* [Extrait fourni]:
==================================================

On traverse ainsi plusieurs paroisses, sans en soupçonner l’existence, la voie passant presque tout le temps soit dans le bois, soit à travers les rochers, soit le long de gorges ou de défrichements qui ne donnent guère l’idée d’une culture voisine, dans un état quelque peu avancé. On passe Saint-Modeste, Saint-François, Saint-Honoré, et l’on arrive à Saint-Louis, dont on aperçoit l’église sur une élévation rocheuse, luttant au milieu de souches desséchées et dominant de quelques pieds une maigre ligne de maisons très éloignées les unes des autres, et arc-boutées sur le sol rugueux, comme pour se défendre contre la forêt qui les cerne de toutes parts. Mais ici le spectacle va changer promptement. Nous approchons de « Cabano », endroit où se trouvent les ruines de « Fort Ingall » et qui emprunte son nom à la rivière qui vient y déboucher dans le lac Témiscouata. La forêt s’épaissit le long de la ligne, elle se charge de feuillages, elle dresse ses robustes troncs et découvre ses vastes épaules ; on retrouve enfin les types majestueux des bois canadiens et l’on s’explique l’existence de ces moulins à scie et de ces chantiers que l’on a aperçus à la dérobée le long du trajet, et qui n’en sont pas moins les débitants d’une quantité énorme de matière première, les facteurs d’une très considérable industrie.

Quoique l’endroit où nous nous trouvons s’appelle Cabano, la station porte le nom de Fort Ingall et nous sommes toujours dans la paroisse de Saint-Louis de Ha ! Ha ! Nous découvrons le beau, l’admirable lac Témiscouata, dont nous côtoyons les bords, sur un trajet de plus de quinze milles, en passant par de nombreuses coupes pratiquées dans le roc vif, et en faisant un nombre infini de détours, suivant les sinuosités de la rive. Deux élégants hôtels, style moderne, frappent les regards. On ne s’étonne pas longtemps de les voir construits dans ce lieu qui garde encore une physionomie toute primitive ; c’est que les touristes, les amateurs et les pêcheurs sont nombreux qui se rendent au lac Témiscouata, durant la belle saison. Nombreux étaient aussi les voyageurs qui s’arrêtaient à cet endroit, avant la construction du chemin de fer. Cabano était un excellent poste pour tout ce monde-là ; mais aujourd’hui il a été détrôné en grande partie par Notre Dame du Lac, paroisse importante, la plus considérable paroisse de toute cette région. En quelques minutes nous y parvenons, après avoir parcouru la distance de sept milles qui sépare Fort Ingall de la station de Cloutier, sur l’extrême bord du lac.


II.

==================================================

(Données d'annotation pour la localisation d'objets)
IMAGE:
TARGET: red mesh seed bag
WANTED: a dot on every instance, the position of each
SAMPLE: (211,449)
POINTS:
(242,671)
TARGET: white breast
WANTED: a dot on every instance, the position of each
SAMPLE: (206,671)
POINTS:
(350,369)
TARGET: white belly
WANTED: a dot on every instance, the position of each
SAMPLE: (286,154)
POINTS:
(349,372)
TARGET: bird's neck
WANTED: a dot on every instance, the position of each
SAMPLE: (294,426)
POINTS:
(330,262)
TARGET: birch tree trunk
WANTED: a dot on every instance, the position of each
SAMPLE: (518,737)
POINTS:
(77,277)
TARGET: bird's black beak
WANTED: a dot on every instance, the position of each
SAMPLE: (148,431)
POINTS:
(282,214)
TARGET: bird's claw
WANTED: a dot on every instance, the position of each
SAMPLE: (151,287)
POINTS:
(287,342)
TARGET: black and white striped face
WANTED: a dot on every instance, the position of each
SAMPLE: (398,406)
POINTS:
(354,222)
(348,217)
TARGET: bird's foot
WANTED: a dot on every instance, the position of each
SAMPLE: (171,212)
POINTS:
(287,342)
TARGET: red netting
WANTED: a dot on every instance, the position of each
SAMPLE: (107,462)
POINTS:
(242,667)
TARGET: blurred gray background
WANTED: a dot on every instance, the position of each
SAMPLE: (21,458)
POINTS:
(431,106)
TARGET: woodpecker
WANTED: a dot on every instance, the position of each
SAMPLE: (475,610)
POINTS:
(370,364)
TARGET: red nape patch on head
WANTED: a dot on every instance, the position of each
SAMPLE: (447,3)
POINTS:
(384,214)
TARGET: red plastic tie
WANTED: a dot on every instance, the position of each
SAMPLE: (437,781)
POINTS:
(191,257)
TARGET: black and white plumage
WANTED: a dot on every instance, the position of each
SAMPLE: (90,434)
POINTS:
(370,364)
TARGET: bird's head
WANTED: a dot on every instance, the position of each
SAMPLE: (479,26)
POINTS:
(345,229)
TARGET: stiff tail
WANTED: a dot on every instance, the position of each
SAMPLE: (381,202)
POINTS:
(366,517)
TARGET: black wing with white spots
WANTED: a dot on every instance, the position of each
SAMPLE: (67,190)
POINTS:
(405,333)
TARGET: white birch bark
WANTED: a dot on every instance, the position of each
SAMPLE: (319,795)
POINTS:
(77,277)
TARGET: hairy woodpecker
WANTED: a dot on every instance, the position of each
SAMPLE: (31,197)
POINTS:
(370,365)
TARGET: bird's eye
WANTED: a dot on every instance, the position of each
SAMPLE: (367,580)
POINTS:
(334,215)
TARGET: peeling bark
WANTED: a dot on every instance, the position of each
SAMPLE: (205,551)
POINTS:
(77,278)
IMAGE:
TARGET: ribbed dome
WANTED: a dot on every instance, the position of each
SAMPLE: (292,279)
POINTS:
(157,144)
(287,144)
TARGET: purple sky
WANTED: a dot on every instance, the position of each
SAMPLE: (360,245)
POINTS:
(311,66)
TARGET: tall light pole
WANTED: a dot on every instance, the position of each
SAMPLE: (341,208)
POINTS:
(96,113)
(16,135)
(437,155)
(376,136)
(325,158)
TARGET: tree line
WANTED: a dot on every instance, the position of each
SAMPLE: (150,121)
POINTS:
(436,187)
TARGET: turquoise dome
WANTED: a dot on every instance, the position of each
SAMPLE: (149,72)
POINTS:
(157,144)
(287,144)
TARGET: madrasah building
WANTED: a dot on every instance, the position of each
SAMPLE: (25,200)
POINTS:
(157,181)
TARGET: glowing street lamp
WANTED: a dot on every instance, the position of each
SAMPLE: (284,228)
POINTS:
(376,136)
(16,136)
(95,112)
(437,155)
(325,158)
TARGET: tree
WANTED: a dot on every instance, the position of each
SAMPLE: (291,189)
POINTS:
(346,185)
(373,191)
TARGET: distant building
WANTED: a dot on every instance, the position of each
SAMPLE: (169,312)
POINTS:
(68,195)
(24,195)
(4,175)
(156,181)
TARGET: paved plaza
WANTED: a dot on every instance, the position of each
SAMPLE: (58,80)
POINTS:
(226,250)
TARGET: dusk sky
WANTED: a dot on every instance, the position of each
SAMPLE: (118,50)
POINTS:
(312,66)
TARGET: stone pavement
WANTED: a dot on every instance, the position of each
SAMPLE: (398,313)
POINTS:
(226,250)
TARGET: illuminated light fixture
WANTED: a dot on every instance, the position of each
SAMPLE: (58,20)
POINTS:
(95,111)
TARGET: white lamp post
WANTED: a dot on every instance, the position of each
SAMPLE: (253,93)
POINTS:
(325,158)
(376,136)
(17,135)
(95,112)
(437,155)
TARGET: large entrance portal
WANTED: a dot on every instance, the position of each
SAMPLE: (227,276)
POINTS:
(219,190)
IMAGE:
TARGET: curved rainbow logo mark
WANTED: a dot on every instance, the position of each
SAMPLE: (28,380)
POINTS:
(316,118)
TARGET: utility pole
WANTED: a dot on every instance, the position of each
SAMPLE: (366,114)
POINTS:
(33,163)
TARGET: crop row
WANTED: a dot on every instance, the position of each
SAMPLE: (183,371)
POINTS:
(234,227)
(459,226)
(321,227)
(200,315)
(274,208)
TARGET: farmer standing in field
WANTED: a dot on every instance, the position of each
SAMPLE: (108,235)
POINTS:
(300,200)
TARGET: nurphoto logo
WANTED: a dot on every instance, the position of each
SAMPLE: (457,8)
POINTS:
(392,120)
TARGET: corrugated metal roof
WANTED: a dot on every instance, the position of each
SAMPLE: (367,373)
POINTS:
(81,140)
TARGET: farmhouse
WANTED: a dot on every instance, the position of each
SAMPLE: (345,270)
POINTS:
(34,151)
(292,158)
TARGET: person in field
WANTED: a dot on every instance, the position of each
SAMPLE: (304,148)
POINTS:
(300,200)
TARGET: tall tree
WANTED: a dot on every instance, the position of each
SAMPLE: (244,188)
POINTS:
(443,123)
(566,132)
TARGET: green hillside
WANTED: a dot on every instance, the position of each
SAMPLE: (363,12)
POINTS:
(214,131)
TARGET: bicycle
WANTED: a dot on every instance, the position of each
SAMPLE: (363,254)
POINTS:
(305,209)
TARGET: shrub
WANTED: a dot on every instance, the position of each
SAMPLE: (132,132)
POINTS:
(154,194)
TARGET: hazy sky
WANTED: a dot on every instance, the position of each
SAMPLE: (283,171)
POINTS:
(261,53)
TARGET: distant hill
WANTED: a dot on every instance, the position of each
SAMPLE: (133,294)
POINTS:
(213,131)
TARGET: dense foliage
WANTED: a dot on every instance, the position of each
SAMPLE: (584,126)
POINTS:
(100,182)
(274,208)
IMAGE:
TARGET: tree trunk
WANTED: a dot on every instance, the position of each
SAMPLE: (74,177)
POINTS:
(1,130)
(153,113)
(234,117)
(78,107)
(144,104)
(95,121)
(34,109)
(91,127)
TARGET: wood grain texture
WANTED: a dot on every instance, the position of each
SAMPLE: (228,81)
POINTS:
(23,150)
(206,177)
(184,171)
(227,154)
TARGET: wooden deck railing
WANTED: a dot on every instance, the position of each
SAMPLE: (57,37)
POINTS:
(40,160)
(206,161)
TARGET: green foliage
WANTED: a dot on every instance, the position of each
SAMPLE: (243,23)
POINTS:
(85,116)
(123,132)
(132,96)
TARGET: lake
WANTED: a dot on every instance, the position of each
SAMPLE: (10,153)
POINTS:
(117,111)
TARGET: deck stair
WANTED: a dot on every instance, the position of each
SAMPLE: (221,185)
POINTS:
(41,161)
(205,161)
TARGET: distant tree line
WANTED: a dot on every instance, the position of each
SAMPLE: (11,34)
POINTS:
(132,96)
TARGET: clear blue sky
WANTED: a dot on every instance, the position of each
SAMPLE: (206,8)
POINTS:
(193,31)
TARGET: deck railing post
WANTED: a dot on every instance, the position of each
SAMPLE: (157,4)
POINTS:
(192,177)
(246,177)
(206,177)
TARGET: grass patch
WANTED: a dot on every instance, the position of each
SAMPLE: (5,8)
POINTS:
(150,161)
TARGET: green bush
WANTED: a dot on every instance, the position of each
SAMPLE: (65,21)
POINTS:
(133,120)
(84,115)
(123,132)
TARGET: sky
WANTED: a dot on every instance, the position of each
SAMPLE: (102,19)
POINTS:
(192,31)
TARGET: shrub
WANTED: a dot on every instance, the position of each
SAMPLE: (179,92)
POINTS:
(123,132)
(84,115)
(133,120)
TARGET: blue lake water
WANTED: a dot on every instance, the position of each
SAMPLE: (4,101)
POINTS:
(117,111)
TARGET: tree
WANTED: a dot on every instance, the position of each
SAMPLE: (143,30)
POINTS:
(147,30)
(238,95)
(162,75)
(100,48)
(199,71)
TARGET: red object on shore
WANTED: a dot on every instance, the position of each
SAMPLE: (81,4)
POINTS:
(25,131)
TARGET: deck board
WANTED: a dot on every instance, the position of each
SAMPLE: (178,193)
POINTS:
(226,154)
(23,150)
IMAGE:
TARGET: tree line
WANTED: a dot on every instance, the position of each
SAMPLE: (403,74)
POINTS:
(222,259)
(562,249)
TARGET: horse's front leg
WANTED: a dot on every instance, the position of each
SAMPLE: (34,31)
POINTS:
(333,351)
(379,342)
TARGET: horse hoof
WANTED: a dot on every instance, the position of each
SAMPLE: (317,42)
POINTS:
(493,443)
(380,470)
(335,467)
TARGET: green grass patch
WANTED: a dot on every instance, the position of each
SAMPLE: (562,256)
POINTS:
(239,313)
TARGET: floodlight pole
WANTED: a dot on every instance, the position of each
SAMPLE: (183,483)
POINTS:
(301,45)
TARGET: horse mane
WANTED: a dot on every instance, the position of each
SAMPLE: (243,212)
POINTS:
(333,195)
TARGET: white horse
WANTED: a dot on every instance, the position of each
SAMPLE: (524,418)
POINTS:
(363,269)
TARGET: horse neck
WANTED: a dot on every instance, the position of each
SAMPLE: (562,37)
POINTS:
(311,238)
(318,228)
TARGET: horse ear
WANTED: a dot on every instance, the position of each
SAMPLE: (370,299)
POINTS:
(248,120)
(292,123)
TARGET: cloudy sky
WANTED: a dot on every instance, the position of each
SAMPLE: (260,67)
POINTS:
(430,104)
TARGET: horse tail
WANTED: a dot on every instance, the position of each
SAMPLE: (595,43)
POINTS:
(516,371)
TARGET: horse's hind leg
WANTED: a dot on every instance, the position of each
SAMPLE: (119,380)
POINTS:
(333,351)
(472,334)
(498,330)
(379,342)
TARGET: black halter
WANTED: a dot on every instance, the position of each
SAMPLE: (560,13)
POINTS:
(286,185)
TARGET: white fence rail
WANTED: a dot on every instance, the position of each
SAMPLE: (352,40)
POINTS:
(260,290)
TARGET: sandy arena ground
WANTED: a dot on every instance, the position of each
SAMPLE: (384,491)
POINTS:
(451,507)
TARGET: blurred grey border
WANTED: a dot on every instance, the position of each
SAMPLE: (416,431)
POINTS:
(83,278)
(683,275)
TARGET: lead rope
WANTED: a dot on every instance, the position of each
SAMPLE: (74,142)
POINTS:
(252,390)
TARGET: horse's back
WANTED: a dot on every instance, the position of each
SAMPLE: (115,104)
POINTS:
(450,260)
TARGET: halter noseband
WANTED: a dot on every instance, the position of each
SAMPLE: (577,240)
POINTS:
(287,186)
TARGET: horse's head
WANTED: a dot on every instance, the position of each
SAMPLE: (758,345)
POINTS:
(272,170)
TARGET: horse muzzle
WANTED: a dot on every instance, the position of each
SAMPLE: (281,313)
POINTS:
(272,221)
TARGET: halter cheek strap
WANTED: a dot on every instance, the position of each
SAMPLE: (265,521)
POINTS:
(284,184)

==================================================

* [Travail à faire]:
**a)** Répondez à ces questions d'après le récit du trajet vers le lac Témiscouata.
(i) Quelles paroisses passe-t-on avant d'arriver à Saint-Louis ?
(ii) Quel nom porte la station de l'endroit appelé Cabano ?
(iii) Sur quelle distance longe-t-on les bords du lac Témiscouata ?
**b)** Pour chaque affirmation, dites si elle concorde avec le récit du trajet vers le lac Témiscouata, en citant les mots qui permettent de trancher.
(i) Cabano tient son nom d'une rivière qui se jette dans le lac Témiscouata.
(ii) Un seul hôtel moderne attire le regard près du lac.
(iii) Sept milles séparent Fort Ingall de la station de Cloutier.
**c)** Poursuivez le récit du trajet vers le lac Témiscouata à partir de sa dernière phrase.
Les lignes constituent un matériau à part, distinct du récit.

* [Corrigé par consigne]:
**a)**
(i) Saint-Modeste, Saint-François et Saint-Honoré.
(ii) Fort Ingall.
(iii) Sur plus de quinze milles.

**b)**
(i) Oui : « qui emprunte son nom à la rivière qui vient y déboucher dans le lac Témiscouata ».
(ii) Non : « Deux élégants hôtels, style moderne, frappent les regards. »
(iii) Oui : « la distance de sept milles qui sépare Fort Ingall de la station de Cloutier ».

**c)**
Notre-Dame est bâtie sur une hauteur qui domine le lac Témiscouata et d’où la vue s’étend à peu près à une égale distance à gauche et à droite. C’est un des plus remarquables endroits de la province. Devant soi s’étale cette magnifique nappe d’eau que l’on dirait un fleuve majestueux, poursuivant tranquillement son cours entre des rives familières. Aux beaux jours de l’été le lac semble comme endormi dans le repos des âges, et reste immobile dans sa coupe profonde ; mais que le moindre vent l’agite, il s’irrite aussitôt et sur son vaste dos se dressent des ondes pressées, comme une crinière sur le cou d’un lion. Des deux côtés pas de montagnes, mais seulement des élévations plus ou moins hautes, et dans tout l’ensemble une harmonie sauvage et douce à la fois qui charme particulièrement le regard. L’une des rives seule est habitée, c’est la rive occidentale, celle où nous sommes, et qui renferme les paroisses de Saint-Louis, de Notre-Dame et d’une partie de celle de Sainte-Rose. L’autre rive est encore à l’état sauvage. C’est là que se trouve la seigneurie de « Madawaska », qui appartenait jadis aux héritiers Languedoc et qui est maintenant aux mains de différents propriétaires étrangers.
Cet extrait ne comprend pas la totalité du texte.